Tarefas propostas:
[A] Verifique se cada afirmação abaixo está de acordo com o texto sobre os búfalos em Rondônia: (i) o empreiteiro foi contratado em 1991; (ii) o pagamento pelos serviços foi feito em dinheiro; (iii) a estrada aberta na Reserva tinha 32 quilômetros. Responda "sim" ou "não" a cada uma e cite literalmente as palavras do texto que decidem a questão.
[B] Com base no texto sobre os búfalos em Rondônia, responda brevemente:
(i) Em que década o Estado de Rondônia decidiu agir?
(ii) Com que os trabalhadores afugentavam os búfalos?
(iii) De onde foi retirada a madeira usada para construir os currais?

Texto para leitura:
________________

Tentativas desastrosas de controle causaram mais danos
Nos anos 1990, o Estado de Rondônia finalmente decidiu agir, mas com métodos questionáveis.
Em 1991, o governo contratou, em condições obscuras, um empreiteiro chamado José Remy Santiago para capturar e remover parte dos búfalos e bovinos da Fazenda.
O pagamento pelos serviços foi feito em arrobas de búfalos e cabeças de gado, mas não há registros transparentes do destino dos animais retirados. Além disso, a operação ignorou completamente qualquer preocupação ambiental ou científica.
Os métodos utilizados foram brutais. Com explosões de rojões, os trabalhadores afugentavam os búfalos para áreas cercadas, provocando um efeito desastroso: os animais, aterrorizados, fugiram da Fazenda Pau D’óleo para territórios ainda mais afastados, invadindo a Reserva Biológica do Guaporé.
Para capturá-los na Reserva, Remy abriu uma estrada de 23 quilômetros em plena Unidade de Conservação, ergueu cercas e construiu currais utilizando madeira retirada ilegalmente da própria floresta protegida. As atividades destruíram habitats e causaram o desaparecimento de populações de aves, incluindo um grande ninhal de araras-canindé.

________________

Amostra de dados:
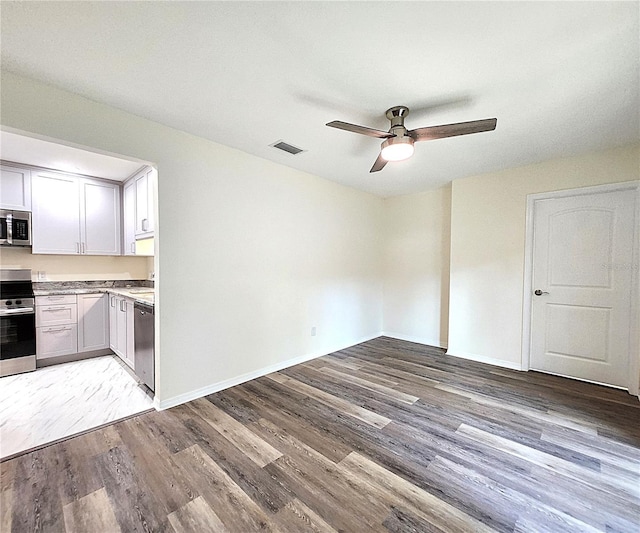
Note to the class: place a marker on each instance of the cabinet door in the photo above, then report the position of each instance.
(93, 322)
(113, 323)
(130, 338)
(100, 229)
(56, 214)
(15, 188)
(129, 218)
(56, 315)
(122, 330)
(56, 340)
(145, 192)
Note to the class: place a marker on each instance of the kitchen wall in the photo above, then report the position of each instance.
(250, 255)
(488, 245)
(75, 267)
(416, 266)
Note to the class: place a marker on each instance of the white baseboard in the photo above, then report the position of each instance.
(488, 360)
(232, 382)
(410, 338)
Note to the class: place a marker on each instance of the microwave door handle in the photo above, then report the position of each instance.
(19, 311)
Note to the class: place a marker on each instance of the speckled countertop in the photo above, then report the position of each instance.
(137, 290)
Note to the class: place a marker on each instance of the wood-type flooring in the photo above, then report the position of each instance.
(385, 436)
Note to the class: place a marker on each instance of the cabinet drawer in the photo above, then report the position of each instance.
(56, 315)
(58, 340)
(56, 299)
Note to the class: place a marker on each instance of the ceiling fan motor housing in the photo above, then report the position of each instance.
(400, 146)
(397, 148)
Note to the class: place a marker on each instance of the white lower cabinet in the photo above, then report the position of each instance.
(121, 328)
(71, 324)
(93, 322)
(52, 341)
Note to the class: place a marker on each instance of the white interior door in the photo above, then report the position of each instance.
(582, 281)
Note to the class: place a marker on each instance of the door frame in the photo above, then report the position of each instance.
(527, 287)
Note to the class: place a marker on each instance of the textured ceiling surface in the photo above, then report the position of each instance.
(561, 77)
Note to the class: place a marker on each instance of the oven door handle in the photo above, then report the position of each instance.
(20, 311)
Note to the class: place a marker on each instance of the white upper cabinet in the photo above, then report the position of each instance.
(129, 218)
(73, 215)
(56, 214)
(145, 194)
(15, 188)
(100, 225)
(93, 322)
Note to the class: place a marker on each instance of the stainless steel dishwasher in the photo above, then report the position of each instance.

________________

Respostas:
[A]
(i) Sim: "Em 1991, o governo contratou, em condições obscuras, um empreiteiro chamado José Remy Santiago"
(ii) Não: "O pagamento pelos serviços foi feito em arrobas de búfalos e cabeças de gado"
(iii) Não: "abriu uma estrada de 23 quilômetros em plena Unidade de Conservação"

[B]
(i) Nos anos 1990.
(ii) Com explosões de rojões.
(iii) Da própria floresta protegida, de forma ilegal.